◆ Given exercise ◆
Continue the git patch series on the benchmark Makefile below, starting right after its last line.

◆ Selected extract ◆
::::::::

From 1ce014ae542511c755d71f45893f970cc0b657a2 Mon Sep 17 00:00:00 2001
From: Mohit Sharma <mohit21sharma.ms@gmail.com>
Date: Fri, 11 Oct 2024 10:14:42 +0000
Subject: [PATCH 20/23] update input size

---
 Makefile | 6 +++---
 1 file changed, 3 insertions(+), 3 deletions(-)

diff --git a/Makefile b/Makefile
index 978160bb..c8d19737 100644
--- a/Makefile
+++ b/Makefile
@@ -68,9 +68,9 @@ BACKEND := zentorch
 DTYPE := bfloat16
 TASK := "text-generation"
 
-BATCH_SIZES := 32
-SEQUENCE_LENGTHS := 1024
-DECODE_LENGTHS := 1024
+BATCH_SIZES := 16 32
+SEQUENCE_LENGTHS := 128 1024
+DECODE_LENGTHS := 128 1024
 
 CORE_COUNT := $(shell nproc)
 SOCKET_COUNT := $(shell lscpu | grep 'Socket(s):' | awk '{print $$2}')

From f1f076ef1bbdb844e9fbc19943007d25018237b0 Mon Sep 17 00:00:00 2001
From: Mohit Sharma <mohit21sharma.ms@gmail.com>
Date: Mon, 28 Oct 2024 13:14:00 +0000
Subject: [PATCH 21/23] update for the num_beams=4

---
 Makefile                                            | 12 ++++++------
 .../Dockerfile                                      |  1 +
 examples/benchmarks/epyc/benchmark_model.py         | 13 +++++++------
 3 files changed, 14 insertions(+), 12 deletions(-)

::::::::

Records from a dataset
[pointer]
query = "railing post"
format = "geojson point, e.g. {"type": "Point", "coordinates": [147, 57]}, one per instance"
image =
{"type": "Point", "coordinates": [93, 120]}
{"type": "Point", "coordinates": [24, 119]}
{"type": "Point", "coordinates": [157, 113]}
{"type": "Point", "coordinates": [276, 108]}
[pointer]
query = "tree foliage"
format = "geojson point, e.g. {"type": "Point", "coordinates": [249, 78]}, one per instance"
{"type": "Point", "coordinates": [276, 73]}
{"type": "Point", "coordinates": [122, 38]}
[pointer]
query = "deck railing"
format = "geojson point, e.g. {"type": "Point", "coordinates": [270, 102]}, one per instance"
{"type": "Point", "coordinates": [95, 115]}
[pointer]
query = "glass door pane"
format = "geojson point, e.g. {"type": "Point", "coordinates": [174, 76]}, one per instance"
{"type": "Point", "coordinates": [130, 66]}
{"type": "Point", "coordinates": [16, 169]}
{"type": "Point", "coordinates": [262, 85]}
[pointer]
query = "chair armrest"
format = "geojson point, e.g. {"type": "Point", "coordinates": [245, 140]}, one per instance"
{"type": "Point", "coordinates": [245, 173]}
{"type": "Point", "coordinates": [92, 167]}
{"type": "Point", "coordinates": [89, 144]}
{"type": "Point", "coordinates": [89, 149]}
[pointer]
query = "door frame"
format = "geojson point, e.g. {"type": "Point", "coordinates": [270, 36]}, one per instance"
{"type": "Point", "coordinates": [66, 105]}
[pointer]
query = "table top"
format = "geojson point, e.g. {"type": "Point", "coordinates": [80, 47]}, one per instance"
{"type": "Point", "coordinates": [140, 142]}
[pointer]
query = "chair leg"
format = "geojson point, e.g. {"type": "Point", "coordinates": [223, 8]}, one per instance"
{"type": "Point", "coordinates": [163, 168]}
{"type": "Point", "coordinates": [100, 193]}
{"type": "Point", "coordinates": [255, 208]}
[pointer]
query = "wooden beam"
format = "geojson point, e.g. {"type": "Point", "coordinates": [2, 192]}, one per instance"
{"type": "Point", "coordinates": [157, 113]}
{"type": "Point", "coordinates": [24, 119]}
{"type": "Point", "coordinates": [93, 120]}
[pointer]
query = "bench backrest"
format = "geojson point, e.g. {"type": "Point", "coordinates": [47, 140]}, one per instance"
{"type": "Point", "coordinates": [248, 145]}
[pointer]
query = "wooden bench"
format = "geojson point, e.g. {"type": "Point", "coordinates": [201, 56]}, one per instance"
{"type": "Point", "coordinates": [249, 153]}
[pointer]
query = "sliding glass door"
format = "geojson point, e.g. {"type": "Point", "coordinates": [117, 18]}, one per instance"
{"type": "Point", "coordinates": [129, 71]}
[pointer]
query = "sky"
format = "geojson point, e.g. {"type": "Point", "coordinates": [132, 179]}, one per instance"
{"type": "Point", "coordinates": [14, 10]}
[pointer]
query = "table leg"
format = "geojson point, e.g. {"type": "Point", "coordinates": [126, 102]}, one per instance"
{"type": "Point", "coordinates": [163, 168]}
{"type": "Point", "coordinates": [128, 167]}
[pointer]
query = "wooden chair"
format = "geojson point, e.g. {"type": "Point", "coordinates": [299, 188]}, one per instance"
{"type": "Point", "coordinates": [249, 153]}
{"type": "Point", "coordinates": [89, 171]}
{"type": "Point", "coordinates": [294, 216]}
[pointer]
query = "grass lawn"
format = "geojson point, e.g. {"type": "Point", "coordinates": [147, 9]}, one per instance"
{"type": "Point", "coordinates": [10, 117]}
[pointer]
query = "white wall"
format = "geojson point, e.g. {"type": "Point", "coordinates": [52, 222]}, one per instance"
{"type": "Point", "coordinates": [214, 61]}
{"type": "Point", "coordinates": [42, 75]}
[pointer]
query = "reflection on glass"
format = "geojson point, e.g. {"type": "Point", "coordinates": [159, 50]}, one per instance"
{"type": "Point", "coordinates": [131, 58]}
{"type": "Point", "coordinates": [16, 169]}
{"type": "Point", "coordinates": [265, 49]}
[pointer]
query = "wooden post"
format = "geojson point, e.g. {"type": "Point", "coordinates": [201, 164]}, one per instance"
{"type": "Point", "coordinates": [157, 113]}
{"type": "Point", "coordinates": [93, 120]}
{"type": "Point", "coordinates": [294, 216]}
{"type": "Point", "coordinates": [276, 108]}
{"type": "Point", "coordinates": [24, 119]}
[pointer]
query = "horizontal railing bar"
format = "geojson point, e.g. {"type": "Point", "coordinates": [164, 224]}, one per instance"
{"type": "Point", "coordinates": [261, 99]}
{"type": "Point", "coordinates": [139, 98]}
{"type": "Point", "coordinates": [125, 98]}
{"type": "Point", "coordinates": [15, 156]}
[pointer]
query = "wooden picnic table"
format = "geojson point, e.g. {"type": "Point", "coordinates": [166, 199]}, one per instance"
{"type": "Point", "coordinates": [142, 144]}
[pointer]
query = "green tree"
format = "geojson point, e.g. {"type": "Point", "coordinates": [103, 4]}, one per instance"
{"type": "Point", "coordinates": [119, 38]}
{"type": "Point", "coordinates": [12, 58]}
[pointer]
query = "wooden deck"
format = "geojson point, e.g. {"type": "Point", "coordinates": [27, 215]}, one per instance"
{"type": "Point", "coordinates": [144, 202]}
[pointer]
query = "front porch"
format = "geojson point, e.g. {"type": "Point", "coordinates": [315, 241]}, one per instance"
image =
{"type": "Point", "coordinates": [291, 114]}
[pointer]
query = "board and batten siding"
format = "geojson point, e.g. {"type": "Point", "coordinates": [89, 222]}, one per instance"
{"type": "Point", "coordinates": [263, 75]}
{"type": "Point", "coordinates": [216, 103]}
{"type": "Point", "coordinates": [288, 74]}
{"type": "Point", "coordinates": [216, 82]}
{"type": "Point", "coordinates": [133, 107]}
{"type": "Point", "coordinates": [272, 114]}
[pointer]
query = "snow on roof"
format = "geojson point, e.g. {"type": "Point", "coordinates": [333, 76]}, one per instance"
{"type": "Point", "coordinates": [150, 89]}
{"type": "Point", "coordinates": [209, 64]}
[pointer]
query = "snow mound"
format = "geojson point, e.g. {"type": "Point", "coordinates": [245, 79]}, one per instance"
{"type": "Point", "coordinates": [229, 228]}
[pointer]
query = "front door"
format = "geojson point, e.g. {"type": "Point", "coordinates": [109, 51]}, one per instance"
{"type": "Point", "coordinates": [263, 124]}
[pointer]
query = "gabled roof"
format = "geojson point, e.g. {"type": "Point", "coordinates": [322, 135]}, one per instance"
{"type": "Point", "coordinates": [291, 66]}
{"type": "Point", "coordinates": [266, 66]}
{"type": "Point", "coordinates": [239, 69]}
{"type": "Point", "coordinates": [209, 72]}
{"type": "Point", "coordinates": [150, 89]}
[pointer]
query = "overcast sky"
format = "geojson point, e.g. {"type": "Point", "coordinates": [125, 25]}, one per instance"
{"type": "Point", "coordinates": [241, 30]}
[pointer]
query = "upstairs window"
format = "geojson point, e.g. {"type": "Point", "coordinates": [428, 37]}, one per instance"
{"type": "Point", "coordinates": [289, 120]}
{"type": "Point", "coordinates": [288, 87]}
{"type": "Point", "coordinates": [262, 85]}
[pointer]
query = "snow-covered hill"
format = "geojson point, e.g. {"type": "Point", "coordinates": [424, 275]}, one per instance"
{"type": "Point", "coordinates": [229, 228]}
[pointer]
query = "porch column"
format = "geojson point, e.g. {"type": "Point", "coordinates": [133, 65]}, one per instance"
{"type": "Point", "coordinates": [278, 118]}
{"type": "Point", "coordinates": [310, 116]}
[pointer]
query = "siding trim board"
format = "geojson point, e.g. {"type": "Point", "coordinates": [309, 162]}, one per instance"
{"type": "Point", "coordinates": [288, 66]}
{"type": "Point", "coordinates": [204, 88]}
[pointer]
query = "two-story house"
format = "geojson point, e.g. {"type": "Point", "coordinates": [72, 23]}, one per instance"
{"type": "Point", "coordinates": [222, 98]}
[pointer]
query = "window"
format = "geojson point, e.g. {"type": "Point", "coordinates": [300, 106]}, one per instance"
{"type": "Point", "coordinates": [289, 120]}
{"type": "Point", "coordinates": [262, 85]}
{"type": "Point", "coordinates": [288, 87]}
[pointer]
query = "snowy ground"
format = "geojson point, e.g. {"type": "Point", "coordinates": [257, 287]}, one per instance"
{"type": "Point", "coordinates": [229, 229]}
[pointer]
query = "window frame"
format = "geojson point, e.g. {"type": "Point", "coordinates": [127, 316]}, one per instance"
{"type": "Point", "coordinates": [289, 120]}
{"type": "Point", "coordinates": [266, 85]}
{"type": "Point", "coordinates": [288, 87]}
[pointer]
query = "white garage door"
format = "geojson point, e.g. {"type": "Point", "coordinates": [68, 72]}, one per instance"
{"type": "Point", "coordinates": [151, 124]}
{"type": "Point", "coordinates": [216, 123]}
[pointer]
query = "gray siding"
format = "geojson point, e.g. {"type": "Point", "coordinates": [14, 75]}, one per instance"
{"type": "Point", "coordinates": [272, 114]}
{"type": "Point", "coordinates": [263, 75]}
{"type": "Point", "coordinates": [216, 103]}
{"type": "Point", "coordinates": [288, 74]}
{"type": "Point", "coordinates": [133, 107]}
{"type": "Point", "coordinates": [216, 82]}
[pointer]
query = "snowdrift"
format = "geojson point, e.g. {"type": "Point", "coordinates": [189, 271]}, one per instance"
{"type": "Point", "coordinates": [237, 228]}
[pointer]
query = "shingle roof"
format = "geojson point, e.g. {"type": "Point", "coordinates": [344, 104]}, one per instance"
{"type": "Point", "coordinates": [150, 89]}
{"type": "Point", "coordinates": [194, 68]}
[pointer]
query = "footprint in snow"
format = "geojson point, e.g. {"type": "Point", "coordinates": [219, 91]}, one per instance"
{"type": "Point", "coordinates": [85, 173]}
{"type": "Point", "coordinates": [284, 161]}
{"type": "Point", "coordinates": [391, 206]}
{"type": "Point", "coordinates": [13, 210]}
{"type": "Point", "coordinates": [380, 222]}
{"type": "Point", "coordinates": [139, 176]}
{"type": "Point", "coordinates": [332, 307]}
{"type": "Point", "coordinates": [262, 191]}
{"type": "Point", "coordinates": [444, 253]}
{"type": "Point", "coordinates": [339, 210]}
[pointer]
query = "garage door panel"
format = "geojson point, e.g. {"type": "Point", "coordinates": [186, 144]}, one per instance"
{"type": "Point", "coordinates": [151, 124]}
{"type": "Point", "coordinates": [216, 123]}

::::::::

◆ In response ◆
diff --git a/Makefile b/Makefile
index c8d19737..8fad6fa4 100644
--- a/Makefile
+++ b/Makefile
@@ -61,16 +61,16 @@ models = \
 models = "meta-llama/Meta-Llama-3.1-8B-Instruct"
 
 CACHE_IMPLEMENTATION := static
-REPO_ID := "optimum-amd/zendnn-benchmark"
-VERSION := 5_rc7
+REPO_ID := "your_user_name_on_hf_hub/zendnn-benchmarks"
+VERSION := 5_rc7_beams4
 
 BACKEND := zentorch
 DTYPE := bfloat16
 TASK := "text-generation"
 
-BATCH_SIZES := 16 32
-SEQUENCE_LENGTHS := 128 1024
-DECODE_LENGTHS := 128 1024
+BATCH_SIZES := 16
+SEQUENCE_LENGTHS := 1024
+DECODE_LENGTHS := 1024
 
 CORE_COUNT := $(shell nproc)
 SOCKET_COUNT := $(shell lscpu | grep 'Socket(s):' | awk '{print $$2}')
@@ -132,7 +132,7 @@ run-benchmark:
 	done
 
 benchmark-turin:
-	$(MAKE) run-benchmark DEVICE=turin N_INSTANCES="2 4 8 16"
+	$(MAKE) run-benchmark DEVICE=turin N_INSTANCES="8"
 
 benchmark-genoa:
 	$(MAKE) run-benchmark DEVICE=genoa N_INSTANCES="2 6 12"
diff --git a/docker/transformers-pytorch-amd-cpu-zentorch/Dockerfile b/docker/transformers-pytorch-amd-cpu-zentorch/Dockerfile
index 30c6475a..b803083a 100644
--- a/docker/transformers-pytorch-amd-cpu-zentorch/Dockerfile
+++ b/docker/transformers-pytorch-amd-cpu-zentorch/Dockerfile
@@ -53,6 +53,7 @@ RUN conda install -c conda-forge llvm-openmp=18.1.8=hf5423f3_1 -y
 
 COPY zentorch-5.0.0-cp310-cp310-manylinux_2_28_x86_64.whl .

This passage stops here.